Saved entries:
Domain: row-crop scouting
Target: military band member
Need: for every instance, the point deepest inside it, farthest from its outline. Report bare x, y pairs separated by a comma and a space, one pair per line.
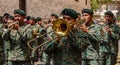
19, 52
66, 50
90, 56
112, 31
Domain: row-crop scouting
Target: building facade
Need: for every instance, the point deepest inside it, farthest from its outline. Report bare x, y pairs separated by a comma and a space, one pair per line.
42, 8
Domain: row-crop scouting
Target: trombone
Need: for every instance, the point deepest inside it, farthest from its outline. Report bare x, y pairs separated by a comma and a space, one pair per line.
60, 27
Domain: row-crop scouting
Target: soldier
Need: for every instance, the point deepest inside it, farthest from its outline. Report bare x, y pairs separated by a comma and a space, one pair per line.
112, 33
19, 52
90, 56
39, 24
66, 50
6, 42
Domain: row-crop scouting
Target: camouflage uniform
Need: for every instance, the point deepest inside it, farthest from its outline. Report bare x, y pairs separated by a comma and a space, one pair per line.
113, 41
1, 45
91, 54
68, 50
19, 51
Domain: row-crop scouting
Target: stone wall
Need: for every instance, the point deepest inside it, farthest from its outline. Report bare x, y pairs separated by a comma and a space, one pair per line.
8, 6
44, 8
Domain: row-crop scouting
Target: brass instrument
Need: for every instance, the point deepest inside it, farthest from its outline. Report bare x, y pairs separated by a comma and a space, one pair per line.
60, 27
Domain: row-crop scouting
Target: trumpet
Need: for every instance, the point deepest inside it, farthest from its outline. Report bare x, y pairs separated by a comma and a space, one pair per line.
7, 27
60, 27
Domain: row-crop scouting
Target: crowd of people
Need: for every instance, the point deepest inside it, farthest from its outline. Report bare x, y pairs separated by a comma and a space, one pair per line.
86, 41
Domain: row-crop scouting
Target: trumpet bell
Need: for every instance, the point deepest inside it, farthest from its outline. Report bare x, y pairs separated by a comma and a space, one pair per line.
61, 27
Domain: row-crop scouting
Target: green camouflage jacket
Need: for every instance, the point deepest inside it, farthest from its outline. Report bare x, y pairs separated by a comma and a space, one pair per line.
68, 50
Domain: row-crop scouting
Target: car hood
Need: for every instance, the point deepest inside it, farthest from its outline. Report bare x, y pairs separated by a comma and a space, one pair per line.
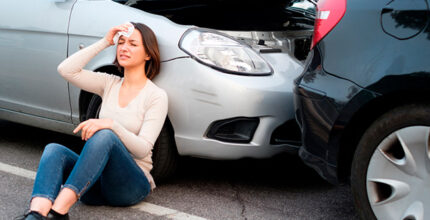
238, 15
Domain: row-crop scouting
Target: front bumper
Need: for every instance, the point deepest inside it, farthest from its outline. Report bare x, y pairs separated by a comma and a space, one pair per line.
200, 95
324, 104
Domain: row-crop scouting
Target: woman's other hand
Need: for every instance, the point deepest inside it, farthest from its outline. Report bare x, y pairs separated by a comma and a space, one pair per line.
111, 33
91, 126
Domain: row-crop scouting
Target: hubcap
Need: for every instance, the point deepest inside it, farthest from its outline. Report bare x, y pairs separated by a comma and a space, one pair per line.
398, 175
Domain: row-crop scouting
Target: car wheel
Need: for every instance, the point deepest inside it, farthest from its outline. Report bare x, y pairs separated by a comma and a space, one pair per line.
165, 157
390, 175
94, 107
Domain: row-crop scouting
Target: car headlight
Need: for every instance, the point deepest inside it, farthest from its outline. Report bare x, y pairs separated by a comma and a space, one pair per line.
223, 53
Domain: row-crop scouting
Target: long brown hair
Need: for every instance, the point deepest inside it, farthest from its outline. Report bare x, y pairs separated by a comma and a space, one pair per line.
150, 44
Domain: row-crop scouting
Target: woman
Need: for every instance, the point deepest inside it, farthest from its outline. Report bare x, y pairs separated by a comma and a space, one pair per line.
115, 163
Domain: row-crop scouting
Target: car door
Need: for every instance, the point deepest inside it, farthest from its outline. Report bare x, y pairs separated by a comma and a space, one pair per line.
33, 41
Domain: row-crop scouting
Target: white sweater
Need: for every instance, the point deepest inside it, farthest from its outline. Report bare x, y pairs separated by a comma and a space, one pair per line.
139, 123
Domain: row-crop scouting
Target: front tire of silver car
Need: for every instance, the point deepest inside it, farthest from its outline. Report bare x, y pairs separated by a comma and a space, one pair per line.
165, 156
390, 176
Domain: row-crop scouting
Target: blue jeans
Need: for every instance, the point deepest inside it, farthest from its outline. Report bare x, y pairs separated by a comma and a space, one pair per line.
103, 174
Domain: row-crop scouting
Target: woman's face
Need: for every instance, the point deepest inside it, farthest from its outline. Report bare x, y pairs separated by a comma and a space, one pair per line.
130, 51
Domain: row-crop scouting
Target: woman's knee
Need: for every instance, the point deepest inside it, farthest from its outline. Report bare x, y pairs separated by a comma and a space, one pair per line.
102, 140
104, 134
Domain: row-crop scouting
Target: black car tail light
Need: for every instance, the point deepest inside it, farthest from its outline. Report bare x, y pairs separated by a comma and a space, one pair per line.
329, 13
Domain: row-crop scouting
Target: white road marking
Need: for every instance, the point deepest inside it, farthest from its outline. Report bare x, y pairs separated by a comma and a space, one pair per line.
142, 206
17, 171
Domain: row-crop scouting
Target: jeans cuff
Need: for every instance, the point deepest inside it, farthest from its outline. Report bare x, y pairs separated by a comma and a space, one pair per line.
72, 187
43, 196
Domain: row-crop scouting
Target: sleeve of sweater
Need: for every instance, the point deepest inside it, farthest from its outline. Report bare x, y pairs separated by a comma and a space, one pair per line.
72, 69
141, 145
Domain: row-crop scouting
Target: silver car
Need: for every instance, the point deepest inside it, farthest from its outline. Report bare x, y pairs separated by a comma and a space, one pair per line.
229, 97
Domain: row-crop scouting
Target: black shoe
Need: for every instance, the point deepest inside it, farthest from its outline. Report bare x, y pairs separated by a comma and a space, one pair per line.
53, 215
31, 215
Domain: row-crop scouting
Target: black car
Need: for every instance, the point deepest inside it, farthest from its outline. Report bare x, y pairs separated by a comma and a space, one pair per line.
363, 104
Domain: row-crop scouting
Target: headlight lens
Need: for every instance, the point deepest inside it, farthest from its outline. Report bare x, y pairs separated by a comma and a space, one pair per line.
223, 53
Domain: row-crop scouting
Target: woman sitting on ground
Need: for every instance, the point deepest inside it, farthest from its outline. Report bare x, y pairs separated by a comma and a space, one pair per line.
115, 163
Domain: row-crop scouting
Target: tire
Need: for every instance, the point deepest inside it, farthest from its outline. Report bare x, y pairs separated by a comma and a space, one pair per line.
94, 106
390, 172
165, 157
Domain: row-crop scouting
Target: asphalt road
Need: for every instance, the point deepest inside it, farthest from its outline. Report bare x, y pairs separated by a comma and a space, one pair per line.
278, 188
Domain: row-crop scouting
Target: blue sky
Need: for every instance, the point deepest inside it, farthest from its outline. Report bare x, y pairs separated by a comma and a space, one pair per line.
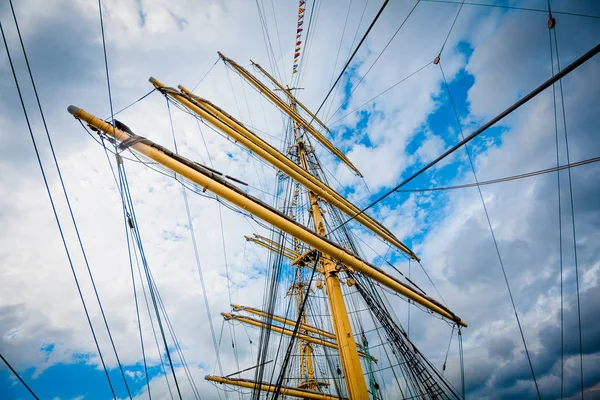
492, 58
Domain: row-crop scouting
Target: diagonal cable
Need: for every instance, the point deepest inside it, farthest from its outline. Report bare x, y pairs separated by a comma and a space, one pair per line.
487, 216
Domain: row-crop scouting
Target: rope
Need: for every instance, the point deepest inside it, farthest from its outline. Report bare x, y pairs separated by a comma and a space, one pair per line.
18, 377
286, 358
124, 190
134, 103
448, 350
112, 115
570, 68
378, 57
137, 311
205, 75
379, 95
451, 27
67, 197
54, 208
385, 3
513, 8
197, 254
487, 216
564, 115
337, 55
505, 179
462, 363
560, 249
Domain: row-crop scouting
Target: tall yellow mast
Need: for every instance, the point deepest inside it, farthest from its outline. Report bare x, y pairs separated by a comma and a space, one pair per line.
332, 258
353, 375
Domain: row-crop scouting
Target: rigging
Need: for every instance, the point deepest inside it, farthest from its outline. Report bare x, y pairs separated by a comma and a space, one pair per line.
570, 68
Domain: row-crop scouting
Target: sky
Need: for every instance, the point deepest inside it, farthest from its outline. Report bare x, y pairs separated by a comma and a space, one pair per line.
493, 56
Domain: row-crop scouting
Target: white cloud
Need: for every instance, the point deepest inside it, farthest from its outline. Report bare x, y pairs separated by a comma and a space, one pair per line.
38, 300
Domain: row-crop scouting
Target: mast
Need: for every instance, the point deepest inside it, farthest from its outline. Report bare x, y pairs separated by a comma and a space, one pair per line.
355, 382
324, 255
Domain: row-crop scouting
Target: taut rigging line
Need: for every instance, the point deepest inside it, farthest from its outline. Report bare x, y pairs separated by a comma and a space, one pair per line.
570, 68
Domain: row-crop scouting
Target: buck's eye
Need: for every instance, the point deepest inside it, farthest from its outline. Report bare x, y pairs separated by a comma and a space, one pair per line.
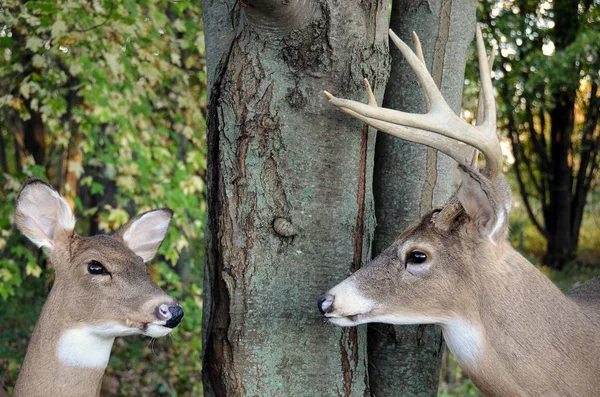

▶ **THE TASK**
Copy all the lines from the data above that hold the word "sweater".

▶ **EXPECTED OUTPUT**
Target: white sweater
Target: sleeve of sweater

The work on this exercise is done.